» **PROBLEM REQUIREMENTS**: Transcribe all the records exactly and omit any images they hold.

» **RECORDS SHOWN**:
..............................

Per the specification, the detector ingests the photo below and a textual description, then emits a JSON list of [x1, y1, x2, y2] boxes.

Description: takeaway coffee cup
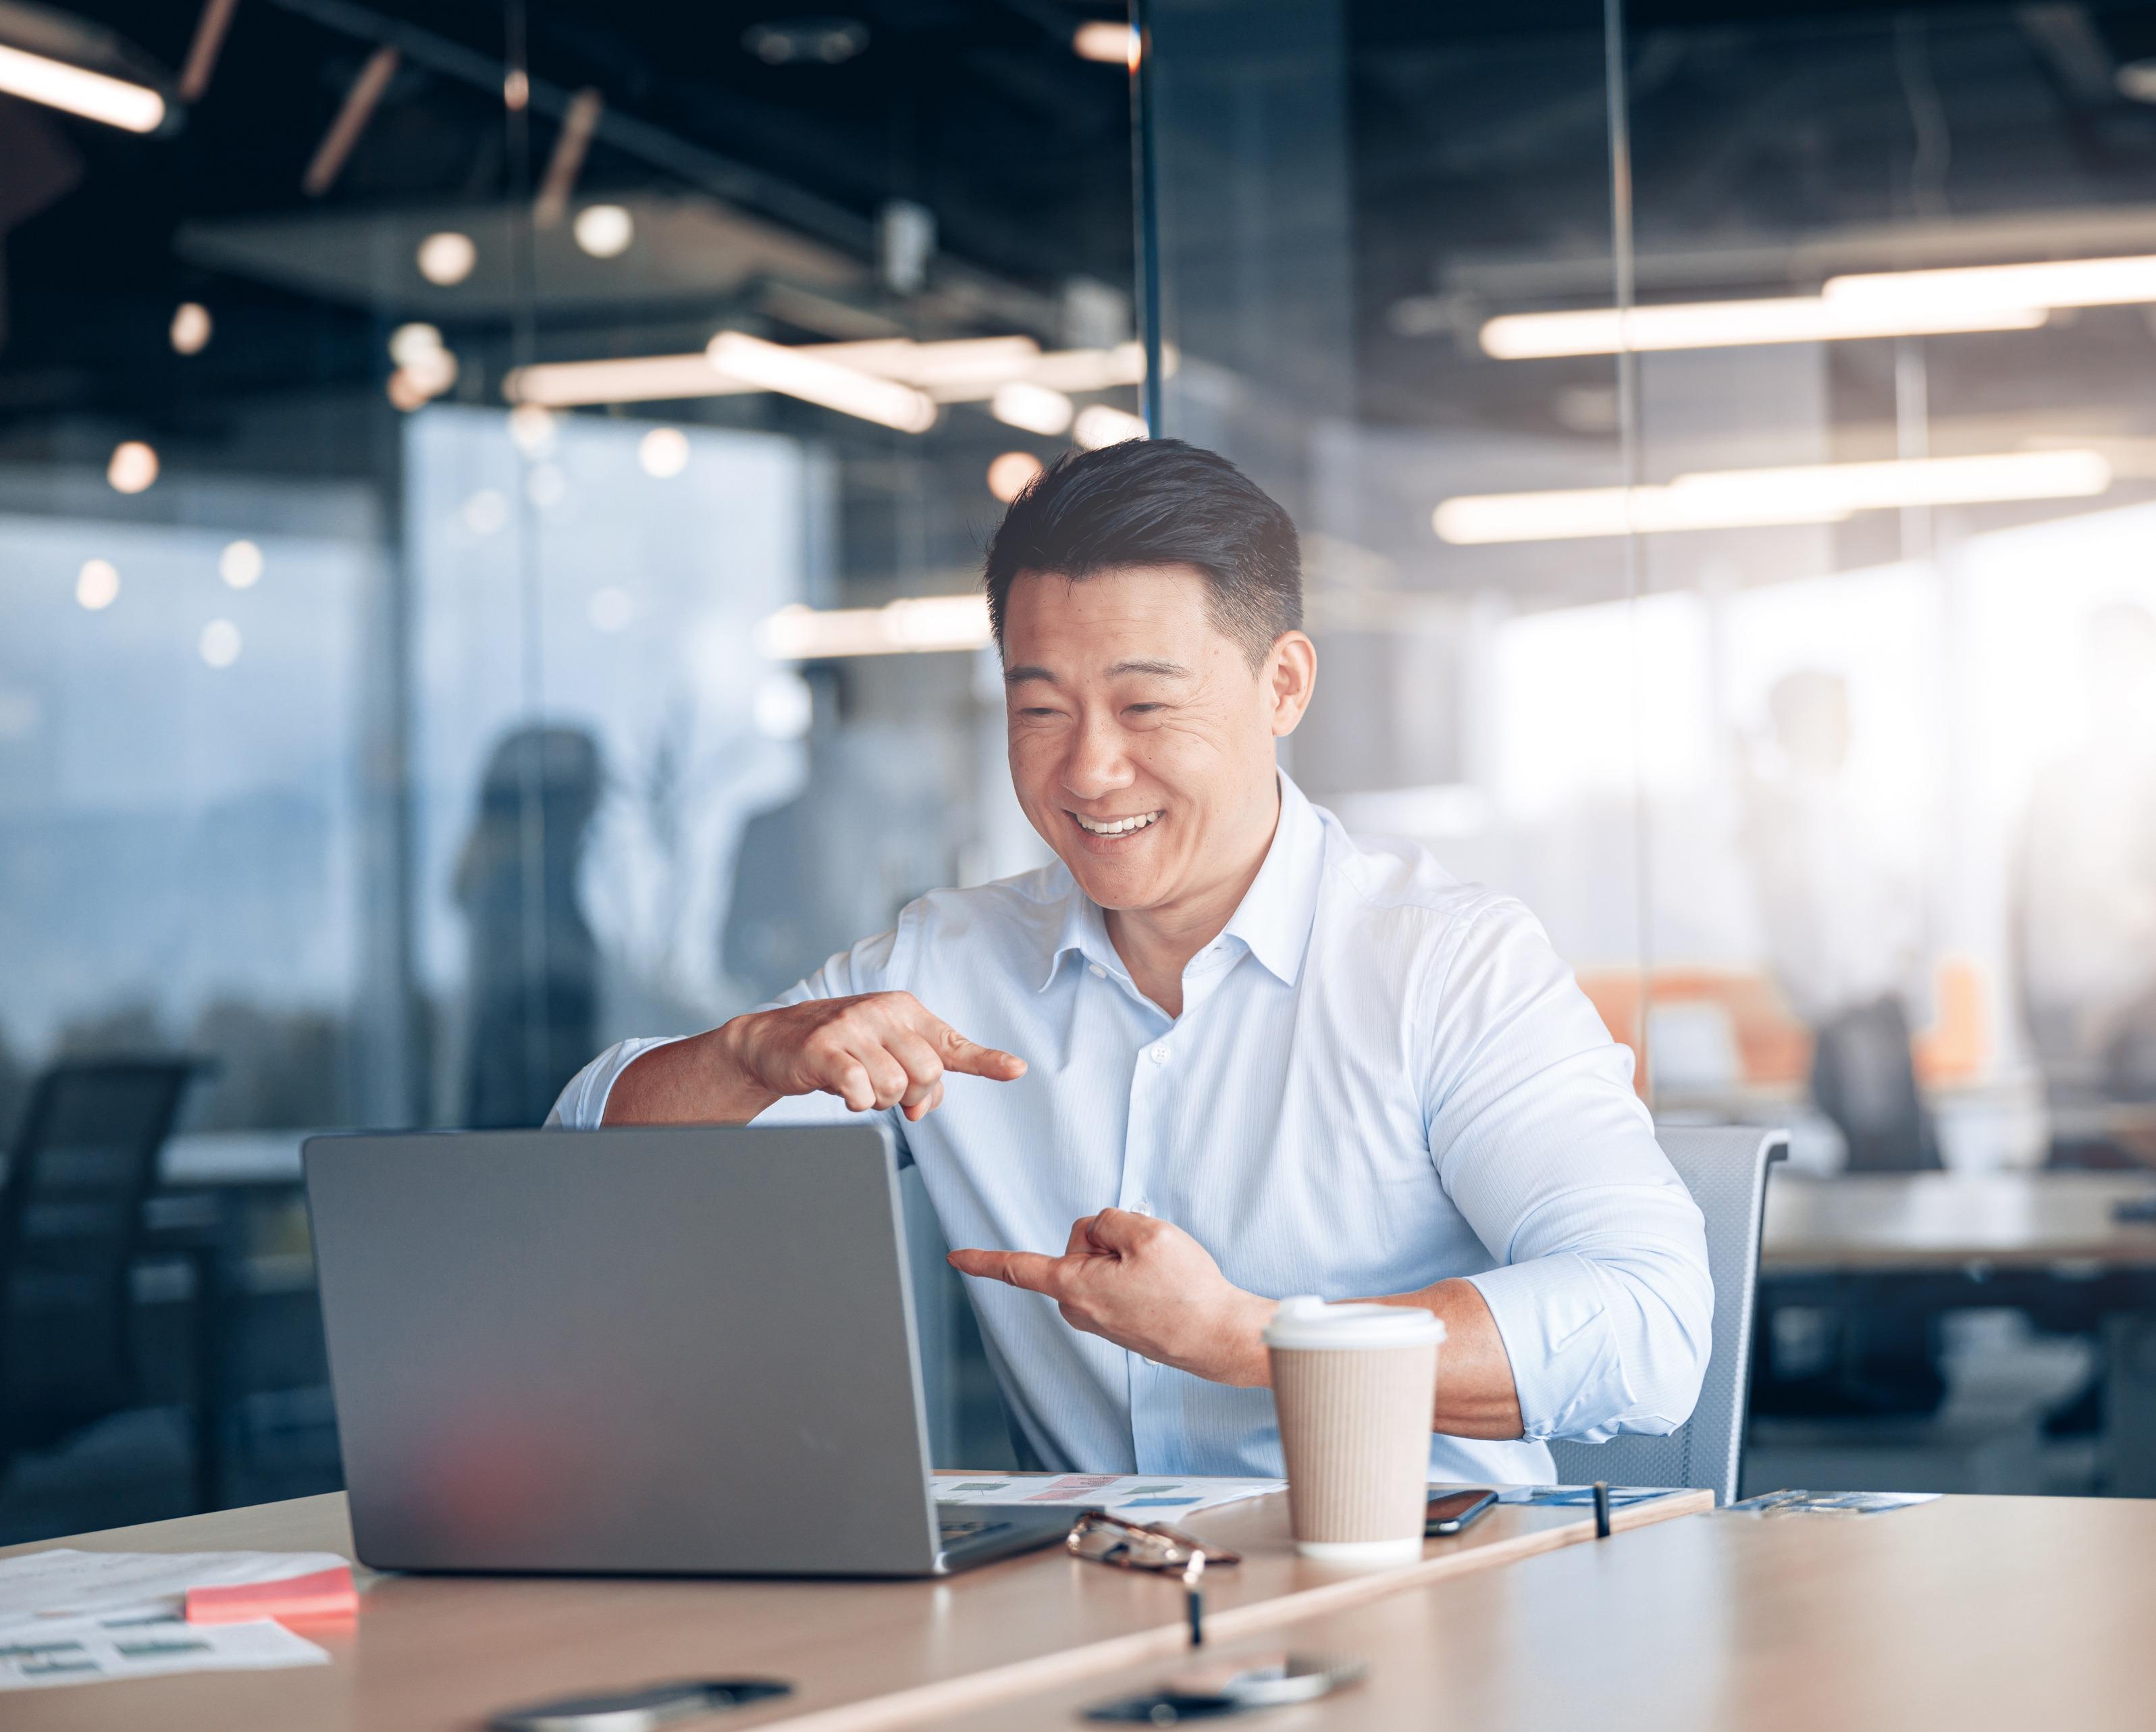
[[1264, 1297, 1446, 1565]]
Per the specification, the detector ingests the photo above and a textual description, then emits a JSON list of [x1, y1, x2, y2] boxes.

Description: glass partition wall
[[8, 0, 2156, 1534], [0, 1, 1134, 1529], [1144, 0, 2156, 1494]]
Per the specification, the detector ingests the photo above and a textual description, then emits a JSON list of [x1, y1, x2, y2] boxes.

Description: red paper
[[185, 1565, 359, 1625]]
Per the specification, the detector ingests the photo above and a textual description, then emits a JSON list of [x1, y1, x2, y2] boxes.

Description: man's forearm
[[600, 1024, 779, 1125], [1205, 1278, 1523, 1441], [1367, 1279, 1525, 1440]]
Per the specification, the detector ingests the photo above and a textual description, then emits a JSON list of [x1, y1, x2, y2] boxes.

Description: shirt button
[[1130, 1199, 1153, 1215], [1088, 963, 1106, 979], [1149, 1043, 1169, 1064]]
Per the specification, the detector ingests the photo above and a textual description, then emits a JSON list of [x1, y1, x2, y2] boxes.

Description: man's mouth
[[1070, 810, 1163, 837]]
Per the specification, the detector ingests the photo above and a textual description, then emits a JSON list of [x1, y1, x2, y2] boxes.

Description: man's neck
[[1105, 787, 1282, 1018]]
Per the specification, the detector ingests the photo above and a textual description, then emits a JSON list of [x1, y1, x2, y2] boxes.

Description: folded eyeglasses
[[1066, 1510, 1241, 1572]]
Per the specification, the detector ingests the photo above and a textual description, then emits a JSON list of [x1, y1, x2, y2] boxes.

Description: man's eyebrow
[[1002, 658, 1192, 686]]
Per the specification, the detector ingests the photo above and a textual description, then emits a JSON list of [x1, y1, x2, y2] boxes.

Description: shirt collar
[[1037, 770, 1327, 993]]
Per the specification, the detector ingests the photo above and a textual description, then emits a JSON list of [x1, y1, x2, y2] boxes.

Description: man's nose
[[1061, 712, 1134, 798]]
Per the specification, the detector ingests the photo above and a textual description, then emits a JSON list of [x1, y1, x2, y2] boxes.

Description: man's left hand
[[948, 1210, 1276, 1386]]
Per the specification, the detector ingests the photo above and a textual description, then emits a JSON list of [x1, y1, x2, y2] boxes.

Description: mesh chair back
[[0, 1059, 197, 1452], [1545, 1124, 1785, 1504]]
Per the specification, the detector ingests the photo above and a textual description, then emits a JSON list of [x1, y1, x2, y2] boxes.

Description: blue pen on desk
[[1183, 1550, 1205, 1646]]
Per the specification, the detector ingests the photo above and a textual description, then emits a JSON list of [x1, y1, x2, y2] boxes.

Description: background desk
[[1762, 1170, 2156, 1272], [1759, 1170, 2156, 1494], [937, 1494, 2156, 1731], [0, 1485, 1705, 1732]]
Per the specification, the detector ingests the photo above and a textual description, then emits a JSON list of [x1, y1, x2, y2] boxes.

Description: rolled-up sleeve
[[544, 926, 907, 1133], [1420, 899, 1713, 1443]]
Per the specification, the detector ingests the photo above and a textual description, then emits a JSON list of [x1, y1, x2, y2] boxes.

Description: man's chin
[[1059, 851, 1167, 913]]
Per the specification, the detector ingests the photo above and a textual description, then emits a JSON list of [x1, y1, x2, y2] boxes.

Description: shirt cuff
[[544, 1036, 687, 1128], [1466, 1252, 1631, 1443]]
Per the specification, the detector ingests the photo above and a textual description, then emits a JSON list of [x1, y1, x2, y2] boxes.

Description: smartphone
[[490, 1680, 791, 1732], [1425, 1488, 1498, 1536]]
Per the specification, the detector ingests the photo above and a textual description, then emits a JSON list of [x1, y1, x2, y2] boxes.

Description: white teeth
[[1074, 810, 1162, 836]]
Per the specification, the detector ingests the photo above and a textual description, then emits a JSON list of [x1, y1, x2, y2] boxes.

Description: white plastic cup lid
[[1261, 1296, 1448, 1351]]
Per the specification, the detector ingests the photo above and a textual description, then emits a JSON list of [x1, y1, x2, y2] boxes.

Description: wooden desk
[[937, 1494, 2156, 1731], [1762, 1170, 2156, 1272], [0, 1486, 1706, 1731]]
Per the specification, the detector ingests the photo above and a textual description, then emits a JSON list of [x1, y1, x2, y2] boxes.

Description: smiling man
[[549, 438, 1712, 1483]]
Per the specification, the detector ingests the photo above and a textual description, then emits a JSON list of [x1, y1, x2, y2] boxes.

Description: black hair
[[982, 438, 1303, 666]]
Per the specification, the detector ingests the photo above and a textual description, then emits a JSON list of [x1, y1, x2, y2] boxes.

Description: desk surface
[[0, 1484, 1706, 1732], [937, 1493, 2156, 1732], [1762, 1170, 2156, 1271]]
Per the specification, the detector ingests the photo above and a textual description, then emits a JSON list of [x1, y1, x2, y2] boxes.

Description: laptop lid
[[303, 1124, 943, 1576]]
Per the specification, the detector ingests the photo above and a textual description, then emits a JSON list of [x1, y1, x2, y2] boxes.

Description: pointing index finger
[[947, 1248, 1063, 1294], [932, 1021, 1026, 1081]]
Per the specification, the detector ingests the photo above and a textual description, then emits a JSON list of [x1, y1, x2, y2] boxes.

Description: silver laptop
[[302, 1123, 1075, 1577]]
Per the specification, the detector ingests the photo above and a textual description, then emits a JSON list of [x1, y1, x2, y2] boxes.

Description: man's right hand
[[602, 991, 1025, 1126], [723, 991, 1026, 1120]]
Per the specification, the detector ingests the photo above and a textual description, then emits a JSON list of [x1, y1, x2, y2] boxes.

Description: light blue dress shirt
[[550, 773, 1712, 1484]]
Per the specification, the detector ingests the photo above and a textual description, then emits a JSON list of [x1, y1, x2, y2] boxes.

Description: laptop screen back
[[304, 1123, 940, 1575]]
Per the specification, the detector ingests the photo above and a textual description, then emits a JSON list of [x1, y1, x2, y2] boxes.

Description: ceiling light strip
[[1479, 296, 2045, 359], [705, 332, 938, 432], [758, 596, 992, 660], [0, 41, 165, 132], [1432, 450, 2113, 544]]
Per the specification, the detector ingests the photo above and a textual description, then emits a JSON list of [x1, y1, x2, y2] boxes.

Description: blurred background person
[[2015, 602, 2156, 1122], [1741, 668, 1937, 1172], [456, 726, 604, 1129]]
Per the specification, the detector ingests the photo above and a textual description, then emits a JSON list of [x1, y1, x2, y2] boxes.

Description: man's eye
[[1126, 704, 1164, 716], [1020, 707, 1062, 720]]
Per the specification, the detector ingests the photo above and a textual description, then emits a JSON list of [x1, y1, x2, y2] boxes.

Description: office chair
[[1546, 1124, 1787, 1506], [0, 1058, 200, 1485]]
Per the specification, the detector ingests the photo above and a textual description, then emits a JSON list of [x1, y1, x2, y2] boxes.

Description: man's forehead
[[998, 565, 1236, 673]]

..............................

» **RESPONSE TO THIS EXERCISE**:
Per the specification, the detector ingests the photo below and a textual description, then emits a JSON list of [x1, y1, x2, y2] boxes.

Description: takeaway coffee cup
[[1264, 1297, 1446, 1565]]
Per the specification, the detector ingests the photo above and a textual description, then emits a JSON list of [x1, y1, x2, y2] boxes.

Description: glass partition wall
[[8, 0, 2156, 1534], [0, 1, 1134, 1529], [1144, 0, 2156, 1494]]
Per the specification, the detector ingests the photo above and a textual description, then emits a JSON list of [x1, y1, x2, y2] boxes.

Description: red paper
[[185, 1565, 359, 1625]]
Per the specification, the detector ingests the photo above and a textual description, then emits a JSON list of [x1, y1, x2, y2] boxes.

Description: man's forearm
[[600, 1024, 779, 1125], [1205, 1278, 1523, 1441], [1367, 1279, 1525, 1440]]
Per the specification, the detector ingests the photo above and a textual description, then emits a JSON list of [x1, y1, x2, y2] boxes.

Description: shirt button
[[1130, 1199, 1153, 1215], [1088, 963, 1106, 979], [1149, 1043, 1169, 1064]]
Per the specification, the detector ingests the photo above and a textual description, then emits a JSON list of [x1, y1, x2, y2] boxes.

Description: man's mouth
[[1070, 810, 1163, 837]]
Per the specification, the detector ingests the photo above and a textual description, then emits a JSON list of [x1, y1, x2, y2] boxes.

Description: man's neck
[[1105, 787, 1282, 1018]]
Per the specification, the detector ingests the photo above and a textual description, then emits a JSON list of [x1, y1, x2, y2] boxes.

Description: folded eyeglasses
[[1066, 1510, 1241, 1572]]
Per the specification, the detector ingests the photo above and a textual description, then emits a JSON list of [x1, y1, x2, y2] boxes.

Description: man's eyebrow
[[1002, 658, 1192, 686]]
Per the specification, the detector ingests the photo above and a textual description, then emits a JSON list of [x1, y1, x2, y2] boxes.

Description: shirt collar
[[1037, 770, 1327, 993]]
Per the specification, the detector ingests the photo above and a textual description, then emits a JSON list of [x1, y1, x2, y2] boxes.

Description: man's nose
[[1061, 712, 1134, 798]]
Per the specification, the detector ingests the photo above and a textual description, then emits a JSON list of [x1, y1, x2, y2] boxes.

Description: man's left hand
[[948, 1210, 1276, 1386]]
Per the specification, the detector ingests the photo above and a textual description, then emits a JSON list of [x1, y1, x2, y2] boxes.

Description: mesh chair back
[[0, 1059, 197, 1452], [1545, 1124, 1785, 1504]]
Per the specification, the detector ingests the photo above and a textual description, then emits a JSON list of [x1, y1, x2, y2] boxes.

Description: blue pen on desk
[[1183, 1550, 1205, 1646]]
Per the specification, the detector ingests the photo above and a textual description, then emits a JSON list of [x1, y1, x2, y2] boxes.

Description: background desk
[[1762, 1170, 2156, 1272], [1759, 1170, 2156, 1494], [937, 1494, 2156, 1731], [0, 1485, 1705, 1732]]
Per the specification, the detector ingests the photo above and a textual description, then emits a JSON list of [x1, y1, x2, y2] boxes.

Description: rolled-up sleeve
[[544, 926, 907, 1133], [1420, 899, 1713, 1443]]
Per the specification, the detector ingests the photo above and a textual description, then emits a JSON list of [x1, y1, x2, y2] boxes.

Description: man's chin
[[1059, 851, 1167, 913]]
Per the specification, the detector ingests the photo above and a textual description, then emits a JSON list of [x1, y1, x2, y2] boxes.

Description: shirt cuff
[[544, 1036, 687, 1128], [1466, 1252, 1631, 1443]]
Per the specification, the detector ingests the photo above and a textual description, then emits a JSON list of [x1, y1, x2, y2] boxes.

Description: smartphone
[[490, 1680, 791, 1732], [1425, 1488, 1498, 1536]]
Per the specification, the detector ingests the photo above and a textual description, then emits a JSON list of [x1, y1, x2, y2] boxes.

Description: white teeth
[[1074, 810, 1162, 836]]
Per the specification, the detector ingests the photo above and a textual description, then emits a JSON list of [x1, y1, x2, y2] boxes.

Description: white plastic cup lid
[[1261, 1296, 1448, 1351]]
Per the specification, the detector ingests the photo above and a textual description, then emits a JSON list of [x1, y1, x2, y2] boxes.

Description: wooden desk
[[937, 1494, 2156, 1731], [1762, 1170, 2156, 1272], [0, 1486, 1706, 1731]]
Per the specification, the detector ingests the photo above and a textual description, then emits a JSON list of [x1, y1, x2, y2] boxes.

Description: smiling man
[[549, 438, 1712, 1483]]
Per the specification, the detector ingests the photo above and a textual description, then emits a JSON list of [x1, y1, x2, y2] boxes.

Description: black hair
[[982, 438, 1303, 666]]
Per the specification, the detector ingests the photo above and a textual description, then emits a JSON list of [x1, y1, x2, y2] boxes.

Description: desk surface
[[0, 1484, 1706, 1732], [937, 1493, 2156, 1732], [1762, 1170, 2156, 1271]]
Per the specification, the detector ingests the photo above and a textual description, then emits a JSON list of [x1, y1, x2, y2] boxes.

Description: laptop lid
[[303, 1124, 943, 1576]]
Per the specification, the detector ingests the photo above and a textual description, then emits a JSON list of [x1, y1, x2, y2] boxes.

Description: pointing index finger
[[947, 1248, 1063, 1294], [932, 1021, 1026, 1081]]
Per the specification, the detector ingests the photo above and a textual description, then emits a JSON list of [x1, y1, x2, y2] boxes.

Description: silver laptop
[[302, 1123, 1075, 1577]]
Per the specification, the detector ingests the photo above and a textual description, then emits a JSON list of [x1, y1, x2, y2] boxes.

Description: man's right hand
[[602, 991, 1025, 1126], [723, 991, 1026, 1120]]
Per the specification, the detector ingests the photo above and a textual description, then emits a JSON list of [x1, y1, x2, y2] boxes.

Description: light blue dress shirt
[[550, 773, 1712, 1484]]
Per the specification, the detector ingests the photo above and a textual description, then emits a JSON list of [x1, y1, x2, y2] boxes.

Description: laptop screen back
[[304, 1123, 940, 1575]]
Per the specification, the detector ingests the photo above and a textual description, then emits a JSON list of [x1, y1, x2, y2] boxes.

Description: ceiling light strip
[[1479, 296, 2045, 359], [705, 332, 938, 432], [758, 596, 992, 660], [0, 41, 165, 132], [1432, 450, 2113, 544]]
Per the specification, the detector ingests the photo above and a textual description, then emits a JSON list of [x1, y1, x2, y2] boxes.

Description: blurred background person
[[2015, 602, 2156, 1122], [1741, 668, 1937, 1172], [456, 726, 604, 1129]]
Per the specification, the detector ingests the photo above and a textual description, then emits a JSON list of [x1, y1, x2, y2] boxes.

Description: man's eye
[[1126, 704, 1164, 716], [1020, 707, 1062, 720]]
Per the specification, the detector ingests the photo above and a textual description, then emits a JSON list of [x1, y1, x2, y2] boxes.

Description: office chair
[[1546, 1124, 1787, 1506], [0, 1058, 200, 1485]]
Per the specification, the detector ingests the photo above and a textual description, then emits a JSON list of [x1, y1, x2, y2] boxes.

Description: man's forehead
[[998, 565, 1236, 673]]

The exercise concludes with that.